- PROMPT: Lines in the listing under this task are to be copied exactly.
Start of MATERIAL PROVIDED
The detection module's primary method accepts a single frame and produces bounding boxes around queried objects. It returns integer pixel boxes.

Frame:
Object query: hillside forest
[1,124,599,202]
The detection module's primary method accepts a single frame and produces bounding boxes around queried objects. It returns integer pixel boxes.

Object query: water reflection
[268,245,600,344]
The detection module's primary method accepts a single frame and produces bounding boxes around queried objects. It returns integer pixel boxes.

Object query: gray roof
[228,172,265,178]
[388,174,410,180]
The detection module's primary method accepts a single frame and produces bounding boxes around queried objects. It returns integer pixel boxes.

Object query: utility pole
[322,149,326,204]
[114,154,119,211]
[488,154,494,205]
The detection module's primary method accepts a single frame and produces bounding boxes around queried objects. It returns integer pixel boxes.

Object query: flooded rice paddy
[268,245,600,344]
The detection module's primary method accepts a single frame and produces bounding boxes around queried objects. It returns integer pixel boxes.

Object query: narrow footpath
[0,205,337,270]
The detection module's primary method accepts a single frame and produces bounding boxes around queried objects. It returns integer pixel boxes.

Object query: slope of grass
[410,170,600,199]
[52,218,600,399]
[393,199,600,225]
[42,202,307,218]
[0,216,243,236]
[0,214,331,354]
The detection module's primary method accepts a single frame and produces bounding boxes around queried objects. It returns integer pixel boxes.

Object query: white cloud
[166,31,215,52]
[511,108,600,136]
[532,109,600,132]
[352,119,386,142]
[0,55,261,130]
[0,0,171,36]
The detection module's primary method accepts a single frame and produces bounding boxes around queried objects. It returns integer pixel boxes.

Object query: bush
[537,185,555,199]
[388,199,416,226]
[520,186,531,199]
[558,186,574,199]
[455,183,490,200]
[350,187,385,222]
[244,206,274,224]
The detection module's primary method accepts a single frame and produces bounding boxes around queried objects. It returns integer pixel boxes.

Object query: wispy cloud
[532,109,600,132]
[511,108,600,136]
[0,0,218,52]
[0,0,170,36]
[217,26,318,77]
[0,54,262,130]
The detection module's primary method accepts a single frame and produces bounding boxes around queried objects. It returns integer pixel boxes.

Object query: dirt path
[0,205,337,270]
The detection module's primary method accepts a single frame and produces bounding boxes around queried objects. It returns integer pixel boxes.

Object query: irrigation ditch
End of MATERIAL PROVIDED
- YOUR SOLUTION:
The detection module's primary method accepts a single frame and produces bounding boxes around queried objects. It returns integer pixel boxes.

Frame:
Object query: hillside forest
[1,124,599,202]
The detection module's primary method accepts a single frame and produces bounding boxes around queried objects. It returns integer pixel boxes.

Object query: water reflection
[268,245,600,344]
The detection module's primary method accepts a single frame and produces bounding boxes around queried objects. It returns integer pixel boxes.

Object query: gray roof
[228,172,265,178]
[388,174,410,180]
The detection module's primary method accepts a single frame and produces bounding boxes around queried objects. It returns integer pixel boxes.

Object query: utility pole
[322,149,326,204]
[114,154,119,211]
[488,154,494,205]
The detection module's primary method accepts a single frame and produces bounding boxes around queried objects. It returns integer pixel boxes.

Object query: flooded rice paddy
[268,245,600,344]
The detection module's primary method accepts a single frame and produces bounding boxes around queried objects. It returns integer pixel boxes.

Object query: narrow footpath
[0,205,337,270]
The detection module's primary method accepts a single frame and produces bounding boxes around queried objects. It returns integer pixel boxes.

Object query: slope of grass
[410,170,600,199]
[52,218,600,399]
[393,199,600,225]
[42,202,307,218]
[0,216,243,236]
[0,214,331,354]
The detection module's primary method accepts a single frame and produces bounding boxes around queried objects. It returns integer pixel boxes.

Object query: white cloud
[166,31,215,52]
[511,108,600,136]
[532,109,600,132]
[352,119,386,142]
[0,55,261,130]
[0,0,171,36]
The detection module's primary method accepts a single frame and produces bounding boxes around queried objects. It returns integer pixel boxes.

Object query: bush
[537,185,555,199]
[388,199,416,226]
[520,186,531,199]
[558,186,574,199]
[455,183,490,200]
[350,187,385,222]
[244,206,274,224]
The detection module's primary method accepts a single frame and produces bounding boxes around queried objects. It returns integer pixel boxes.

Object query: wispy cloud
[532,109,600,132]
[511,108,600,136]
[0,0,218,52]
[0,0,170,36]
[217,26,318,77]
[0,54,262,130]
The detection module's primary method accepts a single frame and produces bounding boxes around queried objects. It returns integer pixel boxes.

Object query: dirt path
[0,205,337,270]
The detection module's primary method accepts a single frame and produces bounding boxes around queried objects. It returns integer pixel boxes.

Object query: irrigation ditch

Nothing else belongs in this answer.